■ **SOURCE PASSAGE**
↓↓↓

Researchers developed a propulsion system that could pave the way for hypersonic flight, such as travel from New York to Los Angeles in less than 30 minutes. They developed a way to stabilize the detonation needed for hypersonic propulsion by creating a special hypersonic reaction chamber for jet engines.
There is an intensifying effort to develop robust propulsion systems for hypersonic and supersonic flight that would allow flight through the atmosphere at very high speeds and also allow efficient entry and exit from planetary atmospheres. Stabilizing a detonation — the most powerful form of intense reaction and energy release — has the potential to advance hypersonic propulsion and energy systems.
The system could allow for air travel at speeds of Mach 6 to 17, which is more than 4,600 to 13,000 miles per hour. The technology harnesses the power of an oblique detonation wave that was formed using an angled ramp inside the reaction chamber to create a detonation-inducing shock wave for propulsion. Unlike rotating detonation waves that spin, oblique detonation waves are stationary and stabilized.
The technology improves jet propulsion engine efficiency so that more power is generated while using less fuel than traditional propulsion engines, thus lightening the fuel load and reducing costs and emissions. In addition to faster air travel, the technology could also be used in rockets for space missions, making them lighter, travel farther, and burn more cleanly.

↑↑↑

■ **EXERCISE DATA**
↓↓↓

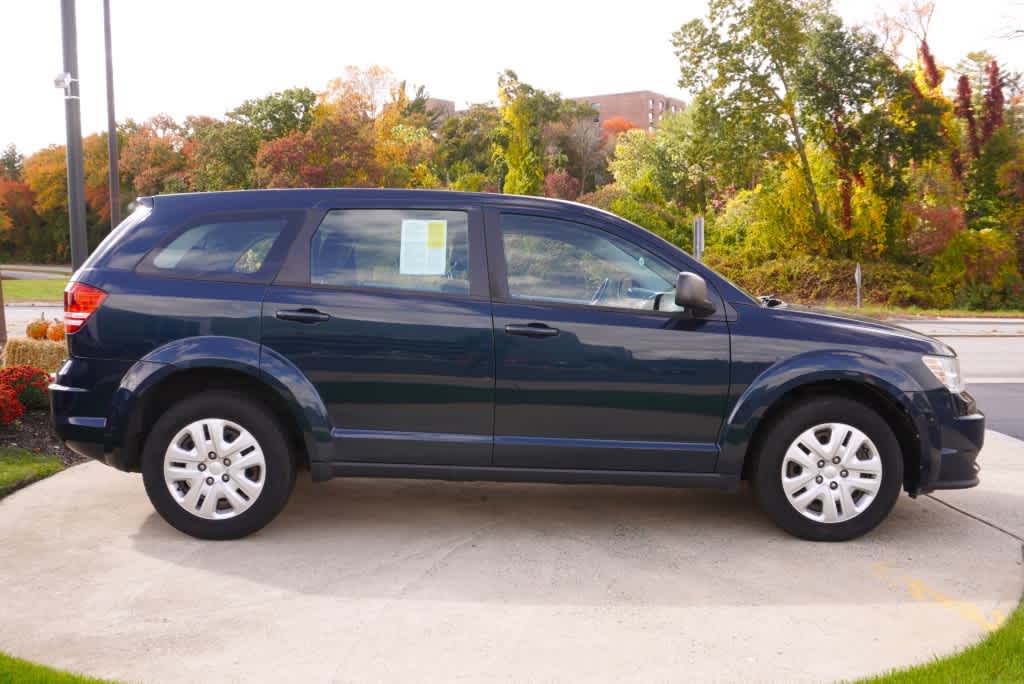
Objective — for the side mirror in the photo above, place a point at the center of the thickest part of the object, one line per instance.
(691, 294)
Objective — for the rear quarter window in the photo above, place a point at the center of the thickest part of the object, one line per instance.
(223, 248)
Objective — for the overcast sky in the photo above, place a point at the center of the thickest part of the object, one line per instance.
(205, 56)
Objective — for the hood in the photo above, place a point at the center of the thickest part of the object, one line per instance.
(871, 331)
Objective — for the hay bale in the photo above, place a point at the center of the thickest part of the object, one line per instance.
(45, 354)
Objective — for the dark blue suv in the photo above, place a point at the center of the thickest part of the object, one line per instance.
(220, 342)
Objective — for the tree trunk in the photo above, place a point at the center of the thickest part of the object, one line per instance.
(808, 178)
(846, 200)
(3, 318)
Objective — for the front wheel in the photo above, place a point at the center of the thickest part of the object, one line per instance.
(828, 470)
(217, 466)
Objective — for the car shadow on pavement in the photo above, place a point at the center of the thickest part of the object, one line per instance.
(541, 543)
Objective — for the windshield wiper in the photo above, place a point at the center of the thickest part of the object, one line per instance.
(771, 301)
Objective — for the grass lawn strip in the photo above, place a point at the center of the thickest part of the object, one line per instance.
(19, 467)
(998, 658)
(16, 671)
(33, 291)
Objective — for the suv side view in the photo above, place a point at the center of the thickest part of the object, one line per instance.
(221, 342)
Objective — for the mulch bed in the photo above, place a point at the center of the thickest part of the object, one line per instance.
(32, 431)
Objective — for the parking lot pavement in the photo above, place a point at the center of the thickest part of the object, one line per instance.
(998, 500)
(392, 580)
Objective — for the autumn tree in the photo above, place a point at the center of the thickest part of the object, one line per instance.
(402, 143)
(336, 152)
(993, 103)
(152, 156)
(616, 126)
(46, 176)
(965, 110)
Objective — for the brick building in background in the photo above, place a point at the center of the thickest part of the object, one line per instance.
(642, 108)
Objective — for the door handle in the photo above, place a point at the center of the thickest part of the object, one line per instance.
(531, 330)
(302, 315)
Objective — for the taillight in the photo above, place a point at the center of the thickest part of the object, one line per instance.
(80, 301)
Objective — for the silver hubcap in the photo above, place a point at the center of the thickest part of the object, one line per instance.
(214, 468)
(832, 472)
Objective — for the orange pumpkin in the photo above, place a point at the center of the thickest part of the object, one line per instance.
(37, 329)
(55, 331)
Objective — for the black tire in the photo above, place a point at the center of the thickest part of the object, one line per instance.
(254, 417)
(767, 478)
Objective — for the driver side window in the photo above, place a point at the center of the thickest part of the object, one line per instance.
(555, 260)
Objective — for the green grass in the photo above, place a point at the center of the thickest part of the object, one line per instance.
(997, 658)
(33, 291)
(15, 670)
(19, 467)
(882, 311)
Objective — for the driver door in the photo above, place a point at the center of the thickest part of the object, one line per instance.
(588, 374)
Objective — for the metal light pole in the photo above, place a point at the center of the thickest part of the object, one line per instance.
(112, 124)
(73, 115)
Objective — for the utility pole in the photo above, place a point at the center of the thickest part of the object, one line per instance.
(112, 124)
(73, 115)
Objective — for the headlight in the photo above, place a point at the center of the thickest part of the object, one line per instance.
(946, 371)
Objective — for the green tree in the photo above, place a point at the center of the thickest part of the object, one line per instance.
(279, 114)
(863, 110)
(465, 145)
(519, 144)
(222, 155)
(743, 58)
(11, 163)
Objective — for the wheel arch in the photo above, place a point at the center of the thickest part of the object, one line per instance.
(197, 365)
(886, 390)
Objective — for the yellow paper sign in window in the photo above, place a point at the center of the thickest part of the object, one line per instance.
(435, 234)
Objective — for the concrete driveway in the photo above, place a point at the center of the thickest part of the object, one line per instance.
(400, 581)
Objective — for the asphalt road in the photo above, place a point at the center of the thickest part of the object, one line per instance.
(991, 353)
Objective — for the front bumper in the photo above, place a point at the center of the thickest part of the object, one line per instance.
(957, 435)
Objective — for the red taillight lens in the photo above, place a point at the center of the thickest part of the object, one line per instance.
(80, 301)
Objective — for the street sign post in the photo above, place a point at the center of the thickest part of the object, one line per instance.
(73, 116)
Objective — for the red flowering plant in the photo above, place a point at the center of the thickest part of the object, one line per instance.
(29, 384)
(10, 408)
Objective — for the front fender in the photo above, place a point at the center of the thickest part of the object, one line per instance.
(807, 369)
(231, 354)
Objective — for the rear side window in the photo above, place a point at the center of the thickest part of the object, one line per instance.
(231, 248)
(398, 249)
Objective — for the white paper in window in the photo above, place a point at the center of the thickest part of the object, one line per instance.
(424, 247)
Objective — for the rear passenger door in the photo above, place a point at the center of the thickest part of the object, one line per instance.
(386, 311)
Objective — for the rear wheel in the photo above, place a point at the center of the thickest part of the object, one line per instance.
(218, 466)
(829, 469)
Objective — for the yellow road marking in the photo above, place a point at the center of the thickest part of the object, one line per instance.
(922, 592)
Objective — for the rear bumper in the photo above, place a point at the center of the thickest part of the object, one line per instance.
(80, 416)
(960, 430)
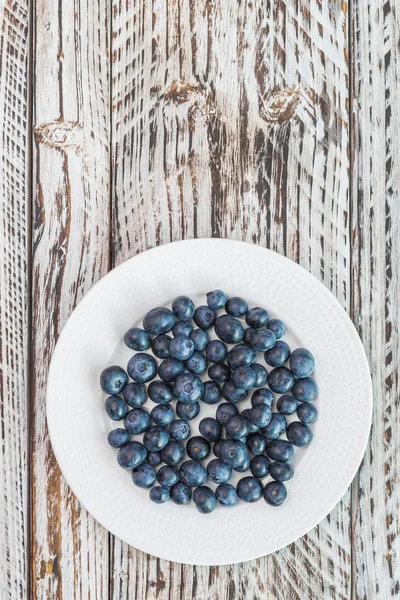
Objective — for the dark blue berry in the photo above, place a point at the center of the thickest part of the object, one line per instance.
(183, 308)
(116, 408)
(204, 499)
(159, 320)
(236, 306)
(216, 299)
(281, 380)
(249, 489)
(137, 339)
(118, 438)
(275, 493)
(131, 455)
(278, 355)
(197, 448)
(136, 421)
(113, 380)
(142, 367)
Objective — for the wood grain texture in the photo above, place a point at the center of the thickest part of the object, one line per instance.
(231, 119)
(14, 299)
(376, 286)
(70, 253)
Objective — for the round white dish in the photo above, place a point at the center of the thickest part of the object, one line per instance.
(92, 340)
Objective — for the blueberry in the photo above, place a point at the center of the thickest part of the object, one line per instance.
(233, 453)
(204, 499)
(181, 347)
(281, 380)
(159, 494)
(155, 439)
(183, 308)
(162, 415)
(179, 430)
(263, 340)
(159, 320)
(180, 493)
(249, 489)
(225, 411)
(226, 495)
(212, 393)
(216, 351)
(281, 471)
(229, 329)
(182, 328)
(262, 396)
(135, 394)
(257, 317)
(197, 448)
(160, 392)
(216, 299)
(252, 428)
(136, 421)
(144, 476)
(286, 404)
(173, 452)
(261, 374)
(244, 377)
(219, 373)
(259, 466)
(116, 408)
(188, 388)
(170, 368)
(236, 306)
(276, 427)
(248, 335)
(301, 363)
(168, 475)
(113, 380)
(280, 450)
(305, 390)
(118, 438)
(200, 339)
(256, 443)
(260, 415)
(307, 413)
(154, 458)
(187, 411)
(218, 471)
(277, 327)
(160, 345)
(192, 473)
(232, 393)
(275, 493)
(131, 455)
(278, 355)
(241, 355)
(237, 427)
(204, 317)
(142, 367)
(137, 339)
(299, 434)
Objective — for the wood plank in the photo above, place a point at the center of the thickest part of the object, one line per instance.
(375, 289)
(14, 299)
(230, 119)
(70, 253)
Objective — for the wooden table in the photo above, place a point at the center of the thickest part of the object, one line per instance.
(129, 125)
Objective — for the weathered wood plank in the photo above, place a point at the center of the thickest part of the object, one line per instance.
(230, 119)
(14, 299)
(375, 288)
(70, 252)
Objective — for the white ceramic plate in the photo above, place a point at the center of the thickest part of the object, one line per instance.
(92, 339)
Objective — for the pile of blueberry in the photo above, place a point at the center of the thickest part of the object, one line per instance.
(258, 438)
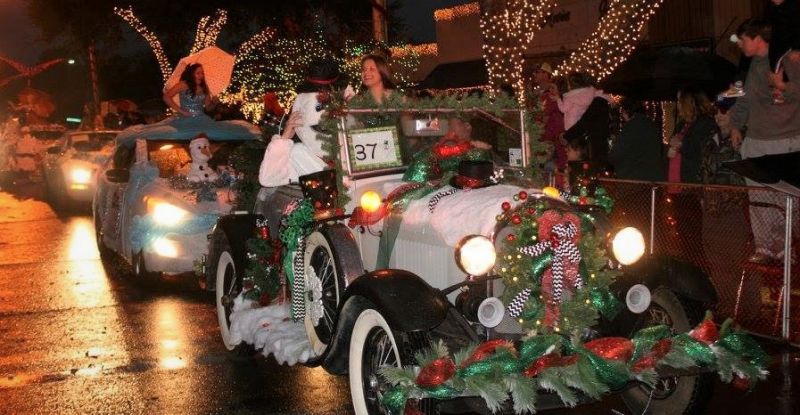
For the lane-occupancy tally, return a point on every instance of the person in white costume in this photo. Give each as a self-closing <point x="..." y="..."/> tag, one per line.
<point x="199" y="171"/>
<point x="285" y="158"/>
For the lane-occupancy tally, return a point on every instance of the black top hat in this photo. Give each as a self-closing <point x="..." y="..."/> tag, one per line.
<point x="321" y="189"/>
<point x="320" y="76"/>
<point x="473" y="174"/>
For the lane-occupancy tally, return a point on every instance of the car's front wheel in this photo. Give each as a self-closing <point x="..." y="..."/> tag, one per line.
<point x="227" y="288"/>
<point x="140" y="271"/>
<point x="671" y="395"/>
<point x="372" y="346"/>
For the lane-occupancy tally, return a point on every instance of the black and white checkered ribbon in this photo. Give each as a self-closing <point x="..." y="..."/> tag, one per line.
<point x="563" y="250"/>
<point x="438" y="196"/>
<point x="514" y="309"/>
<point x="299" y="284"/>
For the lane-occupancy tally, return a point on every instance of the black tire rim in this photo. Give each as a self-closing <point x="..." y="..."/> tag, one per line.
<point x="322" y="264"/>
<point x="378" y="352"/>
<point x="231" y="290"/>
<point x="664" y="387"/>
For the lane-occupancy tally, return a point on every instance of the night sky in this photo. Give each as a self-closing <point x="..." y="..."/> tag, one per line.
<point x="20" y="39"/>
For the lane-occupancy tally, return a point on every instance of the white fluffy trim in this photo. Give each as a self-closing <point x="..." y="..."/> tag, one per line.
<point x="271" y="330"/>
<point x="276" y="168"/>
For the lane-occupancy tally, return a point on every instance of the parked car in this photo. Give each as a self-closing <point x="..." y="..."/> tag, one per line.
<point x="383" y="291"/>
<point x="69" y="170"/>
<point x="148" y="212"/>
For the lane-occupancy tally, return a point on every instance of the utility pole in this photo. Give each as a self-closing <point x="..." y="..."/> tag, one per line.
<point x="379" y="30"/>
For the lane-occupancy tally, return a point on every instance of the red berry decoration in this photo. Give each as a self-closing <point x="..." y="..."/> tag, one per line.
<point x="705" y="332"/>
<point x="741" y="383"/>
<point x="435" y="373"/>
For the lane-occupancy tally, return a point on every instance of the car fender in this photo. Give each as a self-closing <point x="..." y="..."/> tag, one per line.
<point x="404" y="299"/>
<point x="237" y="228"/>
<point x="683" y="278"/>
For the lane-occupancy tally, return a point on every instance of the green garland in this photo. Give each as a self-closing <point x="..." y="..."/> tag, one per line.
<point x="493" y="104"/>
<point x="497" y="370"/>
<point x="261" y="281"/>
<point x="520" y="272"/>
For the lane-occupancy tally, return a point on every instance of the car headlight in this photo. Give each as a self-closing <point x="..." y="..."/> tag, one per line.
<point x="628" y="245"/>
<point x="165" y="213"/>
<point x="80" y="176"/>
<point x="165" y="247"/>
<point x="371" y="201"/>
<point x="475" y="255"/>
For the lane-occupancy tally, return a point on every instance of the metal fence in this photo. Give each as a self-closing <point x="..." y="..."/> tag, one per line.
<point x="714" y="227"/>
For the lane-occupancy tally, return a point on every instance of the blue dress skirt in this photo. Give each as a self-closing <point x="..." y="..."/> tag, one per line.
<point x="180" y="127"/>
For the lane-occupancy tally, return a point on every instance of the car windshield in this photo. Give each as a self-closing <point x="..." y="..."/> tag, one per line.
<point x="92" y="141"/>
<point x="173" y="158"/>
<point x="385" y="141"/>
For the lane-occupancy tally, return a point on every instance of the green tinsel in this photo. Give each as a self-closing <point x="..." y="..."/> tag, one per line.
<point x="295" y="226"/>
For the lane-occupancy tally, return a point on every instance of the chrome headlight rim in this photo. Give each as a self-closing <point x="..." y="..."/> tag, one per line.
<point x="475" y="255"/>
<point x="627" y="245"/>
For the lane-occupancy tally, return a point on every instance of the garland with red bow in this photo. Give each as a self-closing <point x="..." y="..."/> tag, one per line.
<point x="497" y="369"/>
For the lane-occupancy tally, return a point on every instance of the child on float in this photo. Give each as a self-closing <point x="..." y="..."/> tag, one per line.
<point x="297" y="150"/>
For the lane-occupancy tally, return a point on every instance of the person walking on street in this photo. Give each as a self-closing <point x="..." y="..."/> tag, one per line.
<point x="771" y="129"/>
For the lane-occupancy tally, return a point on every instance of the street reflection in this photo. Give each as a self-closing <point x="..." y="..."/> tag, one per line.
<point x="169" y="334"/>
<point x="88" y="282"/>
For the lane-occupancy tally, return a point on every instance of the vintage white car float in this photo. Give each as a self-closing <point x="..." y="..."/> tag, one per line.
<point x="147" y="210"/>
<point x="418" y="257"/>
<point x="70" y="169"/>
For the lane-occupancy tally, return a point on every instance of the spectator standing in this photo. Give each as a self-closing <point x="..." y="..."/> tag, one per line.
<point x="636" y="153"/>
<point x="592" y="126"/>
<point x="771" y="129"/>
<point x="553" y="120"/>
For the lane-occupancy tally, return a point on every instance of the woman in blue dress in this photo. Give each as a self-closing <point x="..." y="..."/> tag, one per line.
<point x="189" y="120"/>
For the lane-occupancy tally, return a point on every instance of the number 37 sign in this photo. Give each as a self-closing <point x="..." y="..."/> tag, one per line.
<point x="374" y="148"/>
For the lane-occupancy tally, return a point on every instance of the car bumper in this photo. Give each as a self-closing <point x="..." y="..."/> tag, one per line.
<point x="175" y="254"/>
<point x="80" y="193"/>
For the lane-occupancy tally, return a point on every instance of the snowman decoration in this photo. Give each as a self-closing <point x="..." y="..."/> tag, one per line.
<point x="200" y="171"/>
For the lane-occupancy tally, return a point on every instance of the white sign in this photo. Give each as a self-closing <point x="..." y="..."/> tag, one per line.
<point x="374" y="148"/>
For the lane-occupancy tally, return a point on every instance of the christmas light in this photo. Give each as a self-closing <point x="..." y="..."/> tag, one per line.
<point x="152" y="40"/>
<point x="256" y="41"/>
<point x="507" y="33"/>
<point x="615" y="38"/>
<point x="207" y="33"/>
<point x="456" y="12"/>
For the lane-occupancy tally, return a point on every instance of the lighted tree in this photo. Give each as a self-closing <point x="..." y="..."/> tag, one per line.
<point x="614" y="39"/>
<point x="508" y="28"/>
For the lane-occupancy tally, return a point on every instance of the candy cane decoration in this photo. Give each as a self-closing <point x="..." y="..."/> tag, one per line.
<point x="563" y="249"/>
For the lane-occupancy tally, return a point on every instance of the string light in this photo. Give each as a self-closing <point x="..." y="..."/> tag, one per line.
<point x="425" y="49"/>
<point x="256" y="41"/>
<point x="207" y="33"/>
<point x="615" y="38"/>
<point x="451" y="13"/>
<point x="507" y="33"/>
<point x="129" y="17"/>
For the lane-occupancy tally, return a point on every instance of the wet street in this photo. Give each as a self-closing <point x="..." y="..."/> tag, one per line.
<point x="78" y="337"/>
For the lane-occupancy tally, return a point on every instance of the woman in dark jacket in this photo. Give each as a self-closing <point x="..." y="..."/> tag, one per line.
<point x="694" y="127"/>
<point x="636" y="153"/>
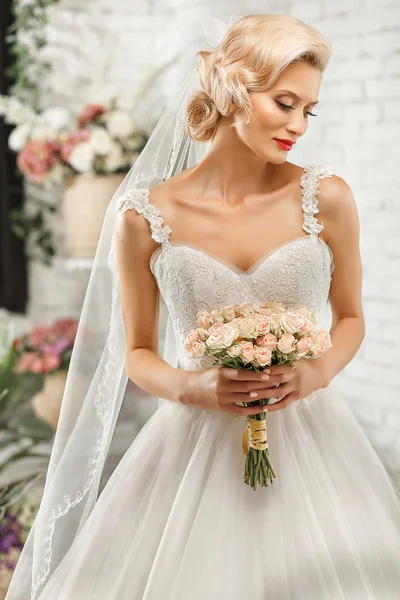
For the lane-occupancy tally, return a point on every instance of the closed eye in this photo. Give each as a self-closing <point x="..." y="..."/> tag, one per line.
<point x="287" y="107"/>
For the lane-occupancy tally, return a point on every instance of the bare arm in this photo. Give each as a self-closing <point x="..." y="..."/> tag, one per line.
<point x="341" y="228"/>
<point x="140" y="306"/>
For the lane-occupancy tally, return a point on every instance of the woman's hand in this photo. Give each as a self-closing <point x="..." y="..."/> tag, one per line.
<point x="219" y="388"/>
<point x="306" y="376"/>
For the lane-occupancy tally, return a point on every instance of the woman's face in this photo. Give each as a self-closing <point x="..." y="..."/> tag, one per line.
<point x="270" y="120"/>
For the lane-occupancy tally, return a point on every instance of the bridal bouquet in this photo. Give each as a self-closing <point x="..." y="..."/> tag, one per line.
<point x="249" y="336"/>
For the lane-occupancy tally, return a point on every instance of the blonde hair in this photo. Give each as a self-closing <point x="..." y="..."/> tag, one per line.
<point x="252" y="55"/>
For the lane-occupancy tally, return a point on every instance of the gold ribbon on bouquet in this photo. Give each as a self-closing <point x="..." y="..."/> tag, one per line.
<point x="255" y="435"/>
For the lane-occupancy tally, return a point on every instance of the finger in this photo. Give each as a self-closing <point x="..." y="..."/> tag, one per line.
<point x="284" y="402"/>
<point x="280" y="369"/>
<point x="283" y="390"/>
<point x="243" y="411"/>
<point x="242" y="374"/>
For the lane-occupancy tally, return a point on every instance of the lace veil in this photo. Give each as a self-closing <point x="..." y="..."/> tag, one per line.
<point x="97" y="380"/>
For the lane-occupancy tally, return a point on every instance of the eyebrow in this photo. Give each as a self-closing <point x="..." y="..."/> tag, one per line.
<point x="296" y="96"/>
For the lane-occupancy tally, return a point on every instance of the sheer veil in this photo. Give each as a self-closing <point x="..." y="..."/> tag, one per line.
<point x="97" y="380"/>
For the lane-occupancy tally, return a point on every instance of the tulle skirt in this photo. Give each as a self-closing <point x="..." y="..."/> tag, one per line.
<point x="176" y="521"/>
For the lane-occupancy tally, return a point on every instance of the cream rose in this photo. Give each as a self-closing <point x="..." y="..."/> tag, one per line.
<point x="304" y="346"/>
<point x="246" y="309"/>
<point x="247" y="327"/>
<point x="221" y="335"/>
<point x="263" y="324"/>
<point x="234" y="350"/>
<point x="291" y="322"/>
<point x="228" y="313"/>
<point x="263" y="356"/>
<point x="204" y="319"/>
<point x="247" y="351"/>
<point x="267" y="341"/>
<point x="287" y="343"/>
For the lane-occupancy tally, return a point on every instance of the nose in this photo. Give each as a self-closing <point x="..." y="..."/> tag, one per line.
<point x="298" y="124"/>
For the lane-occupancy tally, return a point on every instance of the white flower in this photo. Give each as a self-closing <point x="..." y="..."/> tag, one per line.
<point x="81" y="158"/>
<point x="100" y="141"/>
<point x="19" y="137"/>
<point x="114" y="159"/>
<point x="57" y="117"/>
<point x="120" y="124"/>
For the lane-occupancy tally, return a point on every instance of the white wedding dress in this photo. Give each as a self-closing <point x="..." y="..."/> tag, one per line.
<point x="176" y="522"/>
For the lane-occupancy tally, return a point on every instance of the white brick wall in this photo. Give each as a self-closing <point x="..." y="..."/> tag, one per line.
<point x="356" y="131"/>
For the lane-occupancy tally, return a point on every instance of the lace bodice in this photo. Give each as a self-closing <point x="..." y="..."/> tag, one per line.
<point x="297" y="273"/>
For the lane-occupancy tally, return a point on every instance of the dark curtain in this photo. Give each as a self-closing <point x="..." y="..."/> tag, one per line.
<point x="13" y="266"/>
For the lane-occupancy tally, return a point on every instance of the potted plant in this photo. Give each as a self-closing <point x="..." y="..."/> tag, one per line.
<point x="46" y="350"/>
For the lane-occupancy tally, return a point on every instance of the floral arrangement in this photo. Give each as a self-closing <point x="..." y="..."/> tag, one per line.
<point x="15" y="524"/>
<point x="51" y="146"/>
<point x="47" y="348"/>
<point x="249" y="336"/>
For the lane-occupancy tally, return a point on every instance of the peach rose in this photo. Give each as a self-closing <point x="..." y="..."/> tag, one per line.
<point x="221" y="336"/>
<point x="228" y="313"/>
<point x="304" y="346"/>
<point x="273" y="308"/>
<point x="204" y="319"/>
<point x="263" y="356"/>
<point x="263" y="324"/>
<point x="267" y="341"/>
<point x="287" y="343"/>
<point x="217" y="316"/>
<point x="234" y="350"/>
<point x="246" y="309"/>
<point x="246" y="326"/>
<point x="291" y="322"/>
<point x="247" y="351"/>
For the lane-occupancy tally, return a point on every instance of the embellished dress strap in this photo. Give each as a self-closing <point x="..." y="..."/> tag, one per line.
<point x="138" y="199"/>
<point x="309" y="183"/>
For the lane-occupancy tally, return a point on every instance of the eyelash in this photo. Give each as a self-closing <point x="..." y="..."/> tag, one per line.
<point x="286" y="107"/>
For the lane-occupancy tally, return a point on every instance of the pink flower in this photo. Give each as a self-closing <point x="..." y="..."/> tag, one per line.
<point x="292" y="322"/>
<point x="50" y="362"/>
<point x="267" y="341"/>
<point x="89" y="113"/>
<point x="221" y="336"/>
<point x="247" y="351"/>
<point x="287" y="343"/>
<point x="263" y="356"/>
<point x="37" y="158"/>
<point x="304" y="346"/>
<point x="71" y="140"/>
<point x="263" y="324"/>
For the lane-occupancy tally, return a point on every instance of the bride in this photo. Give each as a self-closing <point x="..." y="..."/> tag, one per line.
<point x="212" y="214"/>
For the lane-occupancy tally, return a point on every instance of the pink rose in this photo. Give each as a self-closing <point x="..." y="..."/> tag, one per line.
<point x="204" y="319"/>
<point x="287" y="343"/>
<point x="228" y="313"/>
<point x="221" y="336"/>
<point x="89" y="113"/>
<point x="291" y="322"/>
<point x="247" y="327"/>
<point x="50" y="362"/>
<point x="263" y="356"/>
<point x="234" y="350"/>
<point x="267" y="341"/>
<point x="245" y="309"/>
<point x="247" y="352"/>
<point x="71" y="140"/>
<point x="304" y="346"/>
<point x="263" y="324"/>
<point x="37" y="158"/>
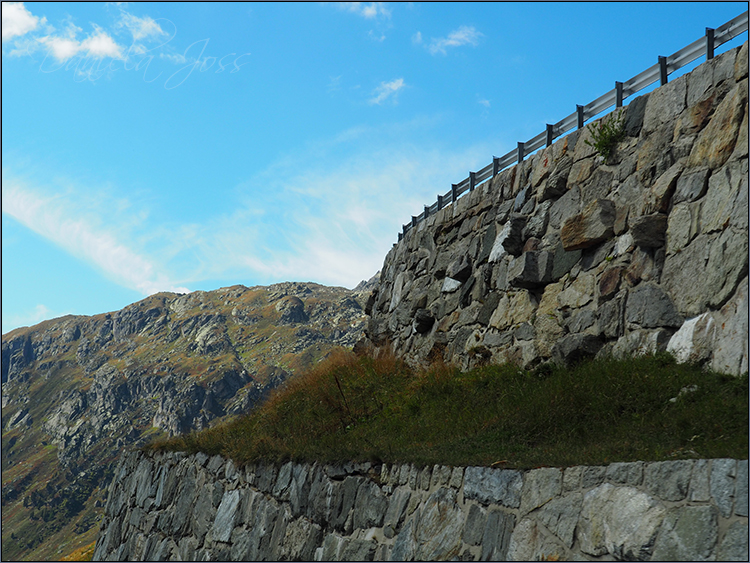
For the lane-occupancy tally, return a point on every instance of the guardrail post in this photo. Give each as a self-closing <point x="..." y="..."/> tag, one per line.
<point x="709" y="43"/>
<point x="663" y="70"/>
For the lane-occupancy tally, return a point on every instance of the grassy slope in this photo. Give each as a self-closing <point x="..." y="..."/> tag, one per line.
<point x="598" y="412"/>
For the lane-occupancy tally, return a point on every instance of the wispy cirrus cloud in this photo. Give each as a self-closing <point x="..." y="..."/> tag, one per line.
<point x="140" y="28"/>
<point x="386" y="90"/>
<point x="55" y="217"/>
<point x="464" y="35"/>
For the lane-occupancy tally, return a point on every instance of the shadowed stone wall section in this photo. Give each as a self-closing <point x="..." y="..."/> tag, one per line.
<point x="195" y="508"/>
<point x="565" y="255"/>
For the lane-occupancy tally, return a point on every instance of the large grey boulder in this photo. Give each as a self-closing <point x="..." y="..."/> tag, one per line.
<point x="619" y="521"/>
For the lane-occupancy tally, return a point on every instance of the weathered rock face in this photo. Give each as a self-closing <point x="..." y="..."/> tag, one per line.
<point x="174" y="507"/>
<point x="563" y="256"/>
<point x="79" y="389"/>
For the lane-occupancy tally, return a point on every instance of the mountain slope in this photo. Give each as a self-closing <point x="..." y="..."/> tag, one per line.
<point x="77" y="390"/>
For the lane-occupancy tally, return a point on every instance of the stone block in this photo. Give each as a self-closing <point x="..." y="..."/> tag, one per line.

↑↑↑

■ **ABOUT THIS TASK**
Translate this sentence from the hypersonic propulsion passage into Spanish: "Unlike rotating detonation waves that spin, oblique detonation waves are stationary and stabilized."

■ **SOLUTION**
A diferencia de las ondas de detonación rotativas que giran, las ondas de detonación oblicuas son estacionarias y están estabilizadas.